YOUR INSTRUCTIONS —
Beginning at the line containing "Shelf-audit tool: tag the pillow" and continuing to the end of the records below, give each line again exactly as it stands, and only those lines.

(Collected data)
···
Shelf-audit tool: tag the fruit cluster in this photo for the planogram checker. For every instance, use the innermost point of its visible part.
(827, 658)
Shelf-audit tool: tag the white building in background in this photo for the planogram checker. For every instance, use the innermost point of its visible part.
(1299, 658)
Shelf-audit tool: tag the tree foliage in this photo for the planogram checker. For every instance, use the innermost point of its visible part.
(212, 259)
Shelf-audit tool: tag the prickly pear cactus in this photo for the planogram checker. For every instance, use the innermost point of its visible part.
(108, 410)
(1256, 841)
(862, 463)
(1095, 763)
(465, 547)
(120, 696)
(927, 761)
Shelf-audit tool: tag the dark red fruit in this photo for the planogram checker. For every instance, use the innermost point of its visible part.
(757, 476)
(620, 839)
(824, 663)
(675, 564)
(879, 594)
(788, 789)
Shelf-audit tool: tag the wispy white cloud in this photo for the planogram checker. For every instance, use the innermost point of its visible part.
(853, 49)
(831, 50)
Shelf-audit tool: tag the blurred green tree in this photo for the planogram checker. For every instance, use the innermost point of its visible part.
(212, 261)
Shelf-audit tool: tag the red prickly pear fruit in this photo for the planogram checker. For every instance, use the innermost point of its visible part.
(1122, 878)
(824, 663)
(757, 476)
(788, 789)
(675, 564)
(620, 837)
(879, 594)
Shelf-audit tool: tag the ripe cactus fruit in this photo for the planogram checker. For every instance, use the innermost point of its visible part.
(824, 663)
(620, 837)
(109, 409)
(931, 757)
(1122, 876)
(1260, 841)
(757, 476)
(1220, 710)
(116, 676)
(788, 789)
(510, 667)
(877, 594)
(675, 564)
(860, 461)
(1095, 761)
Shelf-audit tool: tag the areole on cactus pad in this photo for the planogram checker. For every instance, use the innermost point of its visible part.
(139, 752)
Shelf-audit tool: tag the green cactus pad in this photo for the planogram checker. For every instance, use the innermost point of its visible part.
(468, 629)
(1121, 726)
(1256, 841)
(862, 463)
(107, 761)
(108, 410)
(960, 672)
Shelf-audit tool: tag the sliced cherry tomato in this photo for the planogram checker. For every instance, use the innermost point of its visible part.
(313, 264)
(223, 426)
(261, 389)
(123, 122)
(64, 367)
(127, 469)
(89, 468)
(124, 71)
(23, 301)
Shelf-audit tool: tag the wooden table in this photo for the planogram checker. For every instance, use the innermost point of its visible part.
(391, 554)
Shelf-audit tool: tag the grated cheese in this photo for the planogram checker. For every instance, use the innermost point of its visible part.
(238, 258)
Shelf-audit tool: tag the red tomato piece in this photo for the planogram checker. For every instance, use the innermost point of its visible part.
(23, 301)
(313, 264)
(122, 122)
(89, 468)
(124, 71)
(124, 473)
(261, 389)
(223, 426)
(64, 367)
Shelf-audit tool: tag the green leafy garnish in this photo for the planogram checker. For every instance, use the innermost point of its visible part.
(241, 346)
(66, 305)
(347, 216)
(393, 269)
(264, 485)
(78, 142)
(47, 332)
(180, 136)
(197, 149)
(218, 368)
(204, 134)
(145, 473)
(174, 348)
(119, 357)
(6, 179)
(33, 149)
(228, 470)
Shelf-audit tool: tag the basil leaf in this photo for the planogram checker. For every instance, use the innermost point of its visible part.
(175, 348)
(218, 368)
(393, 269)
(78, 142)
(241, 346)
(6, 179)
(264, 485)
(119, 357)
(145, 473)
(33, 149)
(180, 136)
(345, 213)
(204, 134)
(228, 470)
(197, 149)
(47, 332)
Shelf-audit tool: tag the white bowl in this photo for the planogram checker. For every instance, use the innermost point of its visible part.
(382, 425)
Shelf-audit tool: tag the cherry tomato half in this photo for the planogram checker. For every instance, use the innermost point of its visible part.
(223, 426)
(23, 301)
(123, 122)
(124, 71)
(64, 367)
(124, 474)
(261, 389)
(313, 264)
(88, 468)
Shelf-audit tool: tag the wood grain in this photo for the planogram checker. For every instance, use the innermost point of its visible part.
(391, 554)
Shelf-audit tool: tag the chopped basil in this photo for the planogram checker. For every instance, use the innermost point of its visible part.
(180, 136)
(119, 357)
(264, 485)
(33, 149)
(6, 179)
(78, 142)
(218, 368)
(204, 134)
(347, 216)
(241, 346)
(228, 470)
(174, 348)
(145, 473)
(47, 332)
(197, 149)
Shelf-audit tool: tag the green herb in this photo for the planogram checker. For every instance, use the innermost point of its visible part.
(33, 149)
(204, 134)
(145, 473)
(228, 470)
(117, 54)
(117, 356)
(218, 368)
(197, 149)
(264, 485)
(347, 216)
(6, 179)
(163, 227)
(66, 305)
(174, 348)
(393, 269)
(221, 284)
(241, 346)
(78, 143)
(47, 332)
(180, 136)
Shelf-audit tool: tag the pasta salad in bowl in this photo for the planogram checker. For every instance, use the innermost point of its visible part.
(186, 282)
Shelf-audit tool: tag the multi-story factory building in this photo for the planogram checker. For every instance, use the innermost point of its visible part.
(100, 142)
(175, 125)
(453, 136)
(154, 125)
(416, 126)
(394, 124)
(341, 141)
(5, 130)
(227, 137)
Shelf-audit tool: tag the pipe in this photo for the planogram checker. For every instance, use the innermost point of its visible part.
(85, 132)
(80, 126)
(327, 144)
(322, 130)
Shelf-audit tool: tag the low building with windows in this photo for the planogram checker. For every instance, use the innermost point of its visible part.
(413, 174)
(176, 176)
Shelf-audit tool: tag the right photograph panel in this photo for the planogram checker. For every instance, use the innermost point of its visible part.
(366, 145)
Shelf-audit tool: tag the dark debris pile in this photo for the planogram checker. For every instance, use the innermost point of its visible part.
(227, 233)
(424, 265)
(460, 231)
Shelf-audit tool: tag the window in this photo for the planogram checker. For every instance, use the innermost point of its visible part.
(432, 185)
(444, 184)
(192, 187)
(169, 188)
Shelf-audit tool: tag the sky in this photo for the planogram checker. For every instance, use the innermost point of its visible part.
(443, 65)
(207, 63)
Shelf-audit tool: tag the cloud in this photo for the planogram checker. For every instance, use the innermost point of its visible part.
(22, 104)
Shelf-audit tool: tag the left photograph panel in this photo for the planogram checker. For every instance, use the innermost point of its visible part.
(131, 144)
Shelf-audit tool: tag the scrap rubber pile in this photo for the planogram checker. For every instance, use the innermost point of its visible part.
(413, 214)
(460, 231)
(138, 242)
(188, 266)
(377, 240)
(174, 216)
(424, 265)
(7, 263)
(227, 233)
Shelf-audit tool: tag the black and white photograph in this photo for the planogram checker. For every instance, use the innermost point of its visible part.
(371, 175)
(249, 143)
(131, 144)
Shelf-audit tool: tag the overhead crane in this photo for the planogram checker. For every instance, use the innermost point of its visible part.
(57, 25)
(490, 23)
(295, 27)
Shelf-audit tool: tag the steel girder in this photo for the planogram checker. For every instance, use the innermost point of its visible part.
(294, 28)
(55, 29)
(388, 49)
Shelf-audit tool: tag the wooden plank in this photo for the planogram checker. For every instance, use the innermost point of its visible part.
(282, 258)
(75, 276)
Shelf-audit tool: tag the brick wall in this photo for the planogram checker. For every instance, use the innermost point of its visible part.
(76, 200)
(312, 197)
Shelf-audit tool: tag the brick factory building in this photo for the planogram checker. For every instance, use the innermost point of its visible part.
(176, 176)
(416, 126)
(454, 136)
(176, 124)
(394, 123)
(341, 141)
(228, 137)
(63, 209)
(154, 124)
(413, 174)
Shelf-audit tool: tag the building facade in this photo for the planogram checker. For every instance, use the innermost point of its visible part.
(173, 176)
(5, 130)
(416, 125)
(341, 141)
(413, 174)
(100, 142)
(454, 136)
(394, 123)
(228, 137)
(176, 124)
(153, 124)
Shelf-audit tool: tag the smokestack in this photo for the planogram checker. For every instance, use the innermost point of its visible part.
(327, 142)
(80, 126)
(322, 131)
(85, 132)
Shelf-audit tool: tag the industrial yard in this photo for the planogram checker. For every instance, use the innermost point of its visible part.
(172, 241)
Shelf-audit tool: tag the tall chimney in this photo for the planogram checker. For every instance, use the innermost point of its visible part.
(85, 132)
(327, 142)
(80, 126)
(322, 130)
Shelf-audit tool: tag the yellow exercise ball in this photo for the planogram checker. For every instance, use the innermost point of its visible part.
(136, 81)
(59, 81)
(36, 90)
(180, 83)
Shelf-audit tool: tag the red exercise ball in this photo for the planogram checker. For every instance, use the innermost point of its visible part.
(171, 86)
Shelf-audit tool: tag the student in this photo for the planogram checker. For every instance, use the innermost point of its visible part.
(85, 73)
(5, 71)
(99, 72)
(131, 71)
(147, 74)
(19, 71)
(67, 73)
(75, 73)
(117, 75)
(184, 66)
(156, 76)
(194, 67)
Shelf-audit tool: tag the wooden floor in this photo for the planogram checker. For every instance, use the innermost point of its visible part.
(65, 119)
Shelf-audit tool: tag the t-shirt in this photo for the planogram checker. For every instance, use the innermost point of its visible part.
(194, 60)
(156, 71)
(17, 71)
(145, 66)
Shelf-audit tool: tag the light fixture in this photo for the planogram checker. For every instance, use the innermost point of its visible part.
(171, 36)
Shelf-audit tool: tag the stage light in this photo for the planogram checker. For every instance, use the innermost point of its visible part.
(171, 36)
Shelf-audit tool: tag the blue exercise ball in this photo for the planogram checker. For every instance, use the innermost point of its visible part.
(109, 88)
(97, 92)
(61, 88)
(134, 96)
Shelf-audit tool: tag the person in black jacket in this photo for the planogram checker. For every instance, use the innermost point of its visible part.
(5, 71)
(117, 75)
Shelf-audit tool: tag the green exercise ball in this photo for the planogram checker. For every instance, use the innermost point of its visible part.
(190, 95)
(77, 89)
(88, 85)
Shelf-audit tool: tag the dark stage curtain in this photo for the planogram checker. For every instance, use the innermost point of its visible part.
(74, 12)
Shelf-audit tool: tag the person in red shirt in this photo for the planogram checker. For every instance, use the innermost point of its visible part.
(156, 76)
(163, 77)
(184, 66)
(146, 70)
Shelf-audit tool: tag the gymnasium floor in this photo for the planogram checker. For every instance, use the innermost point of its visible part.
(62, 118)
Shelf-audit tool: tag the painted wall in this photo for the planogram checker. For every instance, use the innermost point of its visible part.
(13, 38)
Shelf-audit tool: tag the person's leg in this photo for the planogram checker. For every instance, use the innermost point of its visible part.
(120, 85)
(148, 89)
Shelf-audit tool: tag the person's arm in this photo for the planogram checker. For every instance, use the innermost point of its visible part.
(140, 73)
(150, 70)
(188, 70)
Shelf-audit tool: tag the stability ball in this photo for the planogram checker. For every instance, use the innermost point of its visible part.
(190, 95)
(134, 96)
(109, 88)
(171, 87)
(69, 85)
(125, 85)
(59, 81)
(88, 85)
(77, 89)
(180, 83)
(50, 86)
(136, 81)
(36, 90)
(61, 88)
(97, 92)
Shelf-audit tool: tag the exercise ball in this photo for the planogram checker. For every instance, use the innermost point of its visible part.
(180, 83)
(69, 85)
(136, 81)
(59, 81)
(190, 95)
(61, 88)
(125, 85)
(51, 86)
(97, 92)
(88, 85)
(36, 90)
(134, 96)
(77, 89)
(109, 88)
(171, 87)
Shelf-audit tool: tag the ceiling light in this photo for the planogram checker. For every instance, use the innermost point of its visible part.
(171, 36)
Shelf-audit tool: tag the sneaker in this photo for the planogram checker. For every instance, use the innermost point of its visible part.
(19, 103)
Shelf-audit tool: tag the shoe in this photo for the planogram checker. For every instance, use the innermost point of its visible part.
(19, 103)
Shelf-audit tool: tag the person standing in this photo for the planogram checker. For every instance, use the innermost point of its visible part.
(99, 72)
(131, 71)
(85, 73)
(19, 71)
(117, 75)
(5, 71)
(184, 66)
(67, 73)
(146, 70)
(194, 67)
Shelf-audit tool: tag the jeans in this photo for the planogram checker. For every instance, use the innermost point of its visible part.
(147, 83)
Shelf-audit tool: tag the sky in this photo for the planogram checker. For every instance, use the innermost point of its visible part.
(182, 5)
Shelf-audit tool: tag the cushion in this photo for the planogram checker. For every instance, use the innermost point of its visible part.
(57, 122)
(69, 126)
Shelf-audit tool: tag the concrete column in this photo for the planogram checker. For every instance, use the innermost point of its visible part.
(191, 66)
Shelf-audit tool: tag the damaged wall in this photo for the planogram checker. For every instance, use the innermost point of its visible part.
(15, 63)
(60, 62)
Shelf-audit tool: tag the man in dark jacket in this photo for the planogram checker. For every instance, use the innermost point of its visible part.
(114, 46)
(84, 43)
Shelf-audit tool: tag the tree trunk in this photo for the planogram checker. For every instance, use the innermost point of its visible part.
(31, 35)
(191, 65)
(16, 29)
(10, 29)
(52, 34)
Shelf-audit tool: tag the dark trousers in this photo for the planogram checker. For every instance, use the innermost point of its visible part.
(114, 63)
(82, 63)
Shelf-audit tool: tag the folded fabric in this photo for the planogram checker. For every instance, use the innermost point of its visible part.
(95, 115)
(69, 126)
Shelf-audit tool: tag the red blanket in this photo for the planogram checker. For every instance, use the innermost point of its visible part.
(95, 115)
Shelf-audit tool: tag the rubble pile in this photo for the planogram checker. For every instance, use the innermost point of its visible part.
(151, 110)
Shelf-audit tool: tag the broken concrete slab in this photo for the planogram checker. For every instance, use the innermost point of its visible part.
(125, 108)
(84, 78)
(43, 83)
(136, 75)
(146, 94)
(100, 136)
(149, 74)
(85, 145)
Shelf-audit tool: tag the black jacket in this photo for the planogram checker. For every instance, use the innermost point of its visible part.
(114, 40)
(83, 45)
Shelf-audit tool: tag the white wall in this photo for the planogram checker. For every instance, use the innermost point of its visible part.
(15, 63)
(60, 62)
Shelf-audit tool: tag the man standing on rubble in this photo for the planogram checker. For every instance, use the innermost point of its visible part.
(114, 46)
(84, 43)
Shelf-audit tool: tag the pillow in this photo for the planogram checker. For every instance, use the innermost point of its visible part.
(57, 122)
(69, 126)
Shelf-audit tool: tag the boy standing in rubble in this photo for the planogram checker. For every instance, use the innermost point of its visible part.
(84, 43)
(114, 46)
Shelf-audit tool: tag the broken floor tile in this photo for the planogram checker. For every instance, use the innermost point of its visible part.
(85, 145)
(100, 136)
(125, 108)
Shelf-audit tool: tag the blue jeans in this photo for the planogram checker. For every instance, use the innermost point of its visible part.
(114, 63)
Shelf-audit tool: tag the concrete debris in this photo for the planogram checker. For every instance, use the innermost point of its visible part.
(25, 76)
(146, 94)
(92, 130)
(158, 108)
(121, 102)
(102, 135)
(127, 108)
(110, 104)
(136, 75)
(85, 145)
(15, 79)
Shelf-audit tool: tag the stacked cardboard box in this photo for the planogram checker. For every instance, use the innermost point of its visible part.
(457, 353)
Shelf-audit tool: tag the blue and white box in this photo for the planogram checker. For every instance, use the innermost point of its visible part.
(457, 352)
···
RESPONSE BELOW —
Shelf-audit tool: tag the pillow in this photo for the planogram checker. For every instance, use the innermost point of its visible part.
(57, 122)
(69, 126)
Shelf-audit tool: tag the boy standing in rubble in this photo for the planogram checker. For every instance, use the innermost point of its visible part.
(84, 43)
(114, 46)
Shelf-audit tool: tag the broken floor tile in this photo for the planogram checker. For every instance, use the innermost point of its visible part.
(85, 145)
(100, 136)
(125, 108)
Shelf-audit tool: tag the blue jeans in this photo for the planogram checker. For every instance, use the innermost point of its visible part.
(114, 63)
Shelf-audit tool: tag the concrete debris in this photo for the planogram checker. For every instance, use the innermost point of its visible part.
(25, 76)
(146, 94)
(92, 130)
(158, 108)
(121, 102)
(102, 135)
(127, 108)
(110, 104)
(136, 75)
(85, 145)
(15, 79)
Shelf-audit tool: tag the stacked cardboard box in this photo for the planogram checker. For every instance, use the innermost point of its visible part.
(457, 353)
Shelf-audit tool: tag the blue and white box in this photo for the planogram checker. For every instance, use the innermost point of its visible part.
(457, 352)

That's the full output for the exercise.